--- START ---

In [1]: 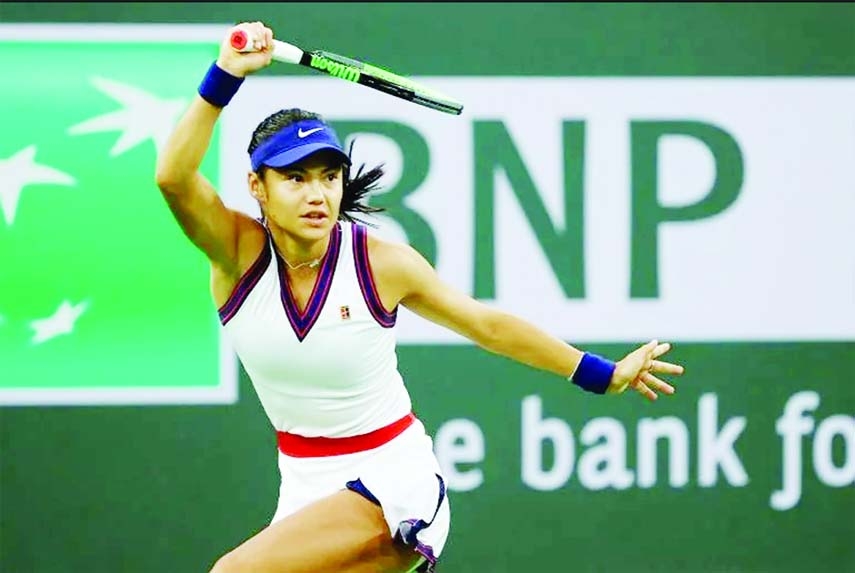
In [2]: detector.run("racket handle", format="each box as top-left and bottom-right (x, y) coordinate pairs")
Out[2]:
(229, 28), (303, 64)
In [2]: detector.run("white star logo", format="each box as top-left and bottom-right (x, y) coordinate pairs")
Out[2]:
(0, 145), (76, 226)
(30, 300), (90, 345)
(67, 77), (187, 157)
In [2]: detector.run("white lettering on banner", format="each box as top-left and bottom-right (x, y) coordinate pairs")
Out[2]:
(698, 393), (749, 487)
(578, 417), (634, 490)
(637, 416), (690, 488)
(812, 415), (855, 487)
(433, 418), (485, 492)
(771, 391), (819, 510)
(521, 395), (575, 491)
(222, 78), (855, 343)
(431, 391), (851, 511)
(771, 392), (855, 510)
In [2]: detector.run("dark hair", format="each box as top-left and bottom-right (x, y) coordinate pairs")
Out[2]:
(248, 108), (386, 226)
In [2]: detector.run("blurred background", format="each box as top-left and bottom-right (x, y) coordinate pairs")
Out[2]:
(1, 3), (853, 572)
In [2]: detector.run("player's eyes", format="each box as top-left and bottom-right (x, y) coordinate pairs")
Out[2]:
(280, 171), (338, 183)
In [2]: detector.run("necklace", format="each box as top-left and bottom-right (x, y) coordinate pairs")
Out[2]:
(283, 257), (321, 271)
(273, 243), (323, 270)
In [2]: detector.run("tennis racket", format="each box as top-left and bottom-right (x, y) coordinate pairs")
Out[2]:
(229, 28), (464, 116)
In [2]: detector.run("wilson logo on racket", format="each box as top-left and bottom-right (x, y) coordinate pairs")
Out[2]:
(229, 27), (463, 114)
(309, 54), (361, 82)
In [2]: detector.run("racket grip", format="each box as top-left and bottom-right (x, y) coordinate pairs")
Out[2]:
(229, 28), (303, 64)
(229, 29), (256, 52)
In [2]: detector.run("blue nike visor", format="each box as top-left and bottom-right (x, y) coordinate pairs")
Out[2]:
(250, 119), (351, 172)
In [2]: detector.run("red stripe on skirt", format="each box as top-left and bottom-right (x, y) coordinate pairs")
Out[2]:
(277, 413), (416, 458)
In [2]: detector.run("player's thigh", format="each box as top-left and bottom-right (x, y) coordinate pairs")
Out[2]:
(209, 489), (422, 573)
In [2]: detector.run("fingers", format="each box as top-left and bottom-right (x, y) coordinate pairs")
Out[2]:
(651, 342), (671, 359)
(639, 340), (673, 364)
(265, 26), (274, 50)
(651, 359), (684, 376)
(642, 339), (659, 354)
(633, 372), (674, 401)
(253, 21), (273, 50)
(632, 379), (658, 402)
(250, 21), (268, 50)
(642, 372), (675, 396)
(233, 21), (272, 50)
(628, 339), (658, 369)
(616, 340), (684, 402)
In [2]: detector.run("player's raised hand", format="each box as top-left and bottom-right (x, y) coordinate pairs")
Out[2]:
(216, 21), (275, 78)
(607, 340), (685, 401)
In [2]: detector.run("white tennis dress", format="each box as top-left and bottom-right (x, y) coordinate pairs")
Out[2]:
(218, 221), (450, 571)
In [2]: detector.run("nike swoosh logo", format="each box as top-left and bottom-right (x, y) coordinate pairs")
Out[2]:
(297, 127), (325, 138)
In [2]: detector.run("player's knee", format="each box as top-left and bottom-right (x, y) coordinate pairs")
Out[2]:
(208, 550), (249, 573)
(208, 553), (230, 573)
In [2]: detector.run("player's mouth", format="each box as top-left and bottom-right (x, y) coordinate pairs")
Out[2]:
(301, 211), (328, 225)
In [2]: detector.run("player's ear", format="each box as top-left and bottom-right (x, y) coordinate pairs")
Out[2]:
(248, 170), (267, 203)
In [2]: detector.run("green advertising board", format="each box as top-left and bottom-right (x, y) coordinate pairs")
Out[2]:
(0, 26), (234, 406)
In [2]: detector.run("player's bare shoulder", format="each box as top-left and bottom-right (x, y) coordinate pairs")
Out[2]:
(238, 212), (269, 258)
(364, 228), (431, 310)
(210, 213), (268, 308)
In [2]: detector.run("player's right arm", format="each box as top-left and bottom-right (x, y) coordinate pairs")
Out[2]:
(154, 22), (275, 275)
(155, 99), (247, 271)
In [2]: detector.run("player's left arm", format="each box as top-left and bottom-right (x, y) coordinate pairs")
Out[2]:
(371, 236), (685, 400)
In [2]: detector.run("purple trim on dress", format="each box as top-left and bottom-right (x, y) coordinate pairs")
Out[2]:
(398, 518), (438, 569)
(351, 223), (397, 328)
(217, 241), (272, 326)
(345, 478), (381, 506)
(344, 474), (446, 572)
(395, 474), (446, 573)
(274, 223), (342, 342)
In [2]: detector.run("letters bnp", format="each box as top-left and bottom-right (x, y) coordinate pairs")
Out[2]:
(330, 119), (744, 300)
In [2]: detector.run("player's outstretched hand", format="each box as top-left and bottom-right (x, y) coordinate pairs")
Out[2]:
(216, 21), (275, 78)
(607, 340), (684, 401)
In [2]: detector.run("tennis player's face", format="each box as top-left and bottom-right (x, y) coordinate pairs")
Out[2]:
(259, 151), (344, 240)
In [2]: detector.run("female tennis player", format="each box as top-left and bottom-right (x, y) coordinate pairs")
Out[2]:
(155, 21), (685, 573)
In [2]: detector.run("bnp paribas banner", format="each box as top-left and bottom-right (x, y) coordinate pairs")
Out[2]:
(221, 76), (855, 344)
(1, 24), (853, 560)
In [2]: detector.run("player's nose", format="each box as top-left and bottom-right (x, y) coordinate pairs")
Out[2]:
(305, 180), (325, 202)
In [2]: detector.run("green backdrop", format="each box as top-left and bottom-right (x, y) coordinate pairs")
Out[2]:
(1, 4), (853, 573)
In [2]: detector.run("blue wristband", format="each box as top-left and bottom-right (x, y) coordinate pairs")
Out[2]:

--- END ---

§ What to do
Leaving the pictures out, transcribe the entries above exactly as written.

§ Answer space
In [1]: 
In [2]: detector.run("racket handle", format="each box as top-left and bottom-right (x, y) coordinate pairs")
Out[2]:
(229, 28), (303, 64)
In [2]: detector.run("white star logo", format="each box as top-left and bottom-right (x, y) coordinate pairs")
Out[2]:
(0, 145), (76, 226)
(30, 300), (90, 345)
(67, 77), (187, 157)
In [2]: detector.run("white lettering on banner", format="each box as top-left and bottom-right (x, y) coordinate pairs")
Out[2]:
(698, 393), (749, 487)
(578, 417), (634, 490)
(637, 416), (690, 488)
(812, 415), (855, 487)
(433, 418), (485, 492)
(771, 391), (819, 510)
(521, 395), (575, 491)
(222, 78), (855, 343)
(431, 391), (851, 511)
(771, 392), (855, 510)
In [2]: detector.run("dark hair", format="each box as top-left and bottom-right (x, y) coordinate pairs")
Out[2]:
(248, 108), (386, 226)
In [2]: detector.run("blurred background", format="each box as top-left and bottom-right (x, y) coordinate pairs")
Out[2]:
(1, 3), (853, 572)
In [2]: detector.run("player's eyes", format="each box as top-left and bottom-right (x, y) coordinate pairs")
Out[2]:
(280, 171), (338, 183)
In [2]: detector.run("necklace", format="each box as top-left and bottom-right (x, y) coordinate pairs")
Out[2]:
(283, 257), (321, 271)
(273, 243), (323, 270)
In [2]: detector.run("tennis racket", format="each box as top-left and bottom-right (x, y) coordinate pairs")
Out[2]:
(229, 28), (464, 116)
In [2]: detector.run("wilson logo on racket", format="each box as top-left and bottom-right (x, y) coordinate pairs")
Out[2]:
(229, 27), (463, 114)
(309, 54), (361, 82)
In [2]: detector.run("racket grip", format="each box as top-left and bottom-right (x, y) coordinate pairs")
Out[2]:
(229, 28), (303, 64)
(229, 29), (256, 52)
In [2]: detector.run("blue nike visor", format="each box as top-left and bottom-right (x, y) coordinate pairs")
Out[2]:
(250, 119), (351, 172)
In [2]: detector.run("red stripe on skirt", format="each box as top-left and bottom-right (x, y) coordinate pairs")
Out[2]:
(277, 413), (416, 458)
In [2]: detector.run("player's thigh", format="each box as top-left and bottom-right (x, y) coordinate pairs")
Out[2]:
(209, 489), (422, 573)
In [2]: detector.run("fingers", format="each box as top-left and bottom-right (x, y) coordinate pairs")
Out[2]:
(651, 342), (671, 359)
(639, 340), (673, 364)
(265, 26), (274, 50)
(651, 359), (684, 376)
(642, 339), (659, 354)
(633, 372), (674, 401)
(253, 21), (273, 50)
(632, 379), (658, 402)
(250, 21), (268, 50)
(642, 372), (675, 396)
(233, 21), (272, 50)
(628, 339), (658, 369)
(616, 340), (684, 402)
In [2]: detector.run("player's raised hand", format="each box as top-left and bottom-right (x, y) coordinate pairs")
Out[2]:
(216, 21), (275, 78)
(607, 340), (685, 401)
In [2]: detector.run("white tennis dress", format="each box as top-left and bottom-right (x, y) coordinate pairs")
Out[2]:
(218, 221), (450, 571)
In [2]: detector.run("nike swoosh logo", format="each box as top-left and bottom-right (x, y) coordinate pairs")
Out[2]:
(297, 127), (325, 138)
In [2]: detector.run("player's knee", format="each box as top-left and bottom-right (x, y) coordinate pairs")
Out[2]:
(208, 550), (249, 573)
(208, 553), (230, 573)
In [2]: detector.run("player's mouth", format="each box as top-left and bottom-right (x, y) coordinate pairs")
Out[2]:
(301, 211), (328, 225)
In [2]: detector.run("player's ear", format="each box as top-left and bottom-right (x, y) coordinate pairs")
Out[2]:
(248, 170), (267, 203)
In [2]: detector.run("green advertising board", format="each box as top-left and bottom-right (x, y) coordinate pairs")
Out[2]:
(0, 26), (234, 406)
In [2]: detector.run("player's bare shoulder", format="each box as top-left and bottom-right (x, y) coordinate pairs")
Out[2]:
(238, 212), (269, 258)
(364, 228), (431, 310)
(210, 213), (268, 308)
In [2]: detector.run("player's right arm", format="each box as top-left and bottom-right (x, y) coordinate pairs")
Out[2]:
(154, 22), (275, 275)
(155, 99), (247, 271)
In [2]: detector.run("player's left arm", format="each box as top-left and bottom-right (x, y) coordinate pairs")
Out[2]:
(371, 236), (685, 400)
In [2]: detector.run("purple trim on dress", format="each box as top-left and bottom-right (x, y) coordinate pairs")
Out[2]:
(398, 518), (438, 569)
(351, 223), (397, 328)
(217, 241), (272, 326)
(345, 478), (381, 506)
(344, 474), (446, 572)
(395, 474), (446, 573)
(274, 223), (342, 342)
In [2]: detector.run("letters bnp", format="each box as top-left and bottom-right (x, y) coordinate pairs")
Out[2]:
(330, 119), (744, 300)
In [2]: detector.run("player's outstretched hand", format="each box as top-left and bottom-right (x, y) coordinate pairs")
Out[2]:
(216, 21), (275, 78)
(607, 340), (684, 401)
In [2]: detector.run("tennis player's face", format="each box as top-left and bottom-right (x, y) coordinate pairs")
Out[2]:
(259, 151), (344, 240)
In [2]: detector.run("female tennis player", format="each box as top-left and bottom-right (x, y) coordinate pairs")
Out[2]:
(155, 21), (685, 573)
In [2]: detector.run("bnp paribas banner", format="each box as top-left and bottom-right (x, y) coordinate pairs")
Out[2]:
(221, 76), (855, 344)
(1, 24), (853, 560)
In [2]: detector.run("player's nose", format="each box as top-left and bottom-right (x, y) coordinate pairs")
Out[2]:
(305, 180), (325, 202)
In [2]: detector.run("green backdrop", format="each box as top-left and bottom-right (x, y) coordinate pairs")
Out[2]:
(1, 4), (853, 573)
In [2]: detector.run("blue wristband", format="each box as top-left and bottom-right (x, y) coordinate pairs")
Out[2]:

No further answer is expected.